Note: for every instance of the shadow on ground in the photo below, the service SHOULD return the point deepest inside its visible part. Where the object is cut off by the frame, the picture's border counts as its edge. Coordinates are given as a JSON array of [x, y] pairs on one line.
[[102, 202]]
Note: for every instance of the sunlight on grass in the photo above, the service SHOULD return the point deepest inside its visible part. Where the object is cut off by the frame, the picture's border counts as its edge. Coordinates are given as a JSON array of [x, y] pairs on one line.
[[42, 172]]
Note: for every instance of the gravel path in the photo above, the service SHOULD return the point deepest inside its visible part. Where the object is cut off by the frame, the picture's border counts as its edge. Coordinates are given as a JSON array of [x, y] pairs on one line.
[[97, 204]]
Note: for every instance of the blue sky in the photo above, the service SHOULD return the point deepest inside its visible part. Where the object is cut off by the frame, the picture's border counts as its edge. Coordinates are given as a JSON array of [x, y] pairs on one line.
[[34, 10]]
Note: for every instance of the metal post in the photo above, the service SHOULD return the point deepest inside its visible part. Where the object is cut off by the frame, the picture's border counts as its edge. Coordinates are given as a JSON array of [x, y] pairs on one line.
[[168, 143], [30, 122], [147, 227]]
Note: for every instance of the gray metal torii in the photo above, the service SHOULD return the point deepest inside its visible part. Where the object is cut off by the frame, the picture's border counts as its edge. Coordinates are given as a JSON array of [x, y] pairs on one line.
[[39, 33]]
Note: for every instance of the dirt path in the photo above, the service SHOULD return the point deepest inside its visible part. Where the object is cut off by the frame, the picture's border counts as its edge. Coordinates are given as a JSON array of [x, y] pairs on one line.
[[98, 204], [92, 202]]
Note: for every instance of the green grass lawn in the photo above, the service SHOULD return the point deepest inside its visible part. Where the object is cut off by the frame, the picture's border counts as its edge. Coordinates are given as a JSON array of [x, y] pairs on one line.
┄┄┄┄┄┄┄┄┄┄
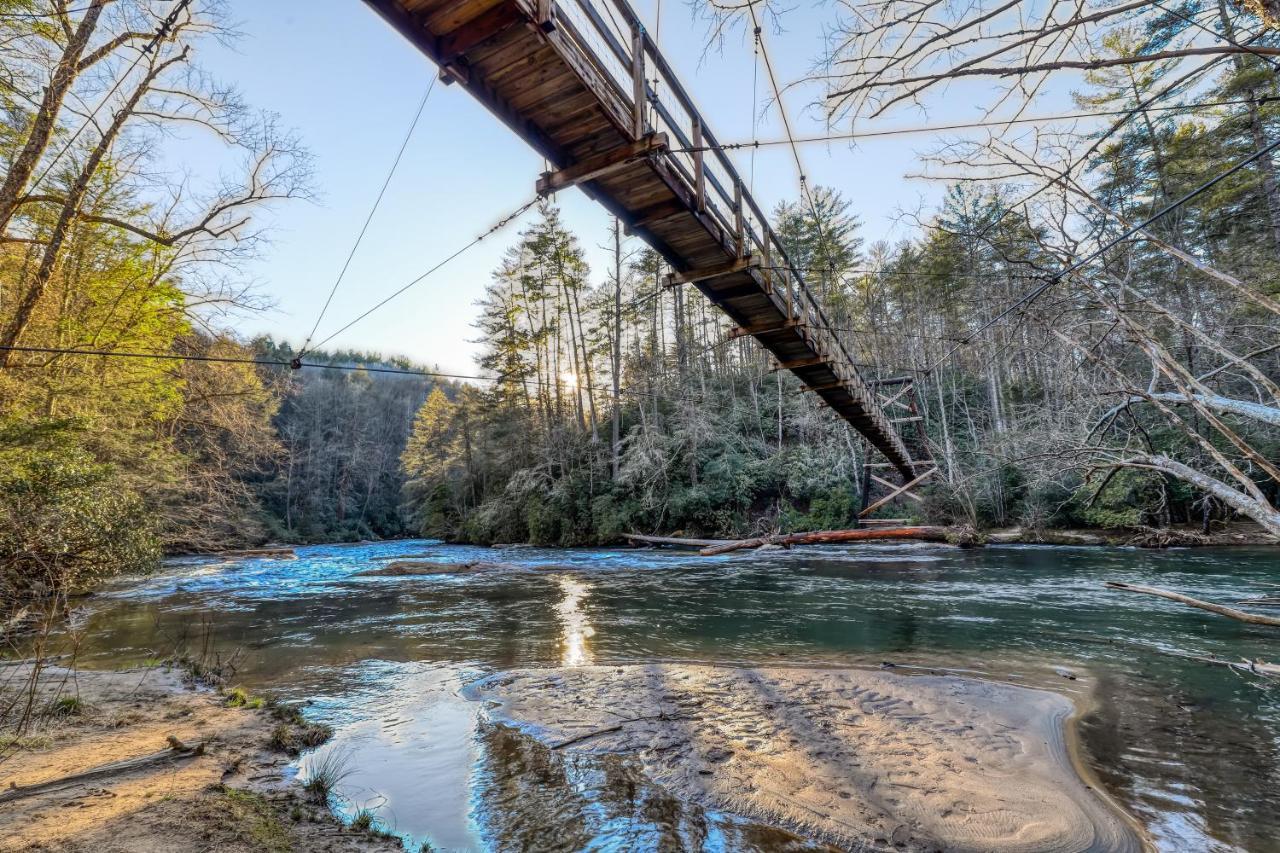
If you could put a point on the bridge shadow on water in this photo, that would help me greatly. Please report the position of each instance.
┄┄┄┄┄┄┄┄┄┄
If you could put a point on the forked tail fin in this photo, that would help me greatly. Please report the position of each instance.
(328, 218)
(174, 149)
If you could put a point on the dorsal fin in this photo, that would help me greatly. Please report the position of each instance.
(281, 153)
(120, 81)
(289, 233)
┄┄┄┄┄┄┄┄┄┄
Please copy the listing again from the line with "Note: for every instance of the metal" up to and including the line with "[[168, 143], [30, 122], [147, 227]]", keeping the request line as it is and adding 37 to every coordinate in the answer.

Note: for every instance of the metal post in the photo above, the service SHOULD return the point deepest inside its visible part. Where the object is cut off by the frame, the picture's border counts as its edge. Coordinates are given as a JSON array of [x, y] pairs on one line.
[[205, 180], [67, 159], [184, 264]]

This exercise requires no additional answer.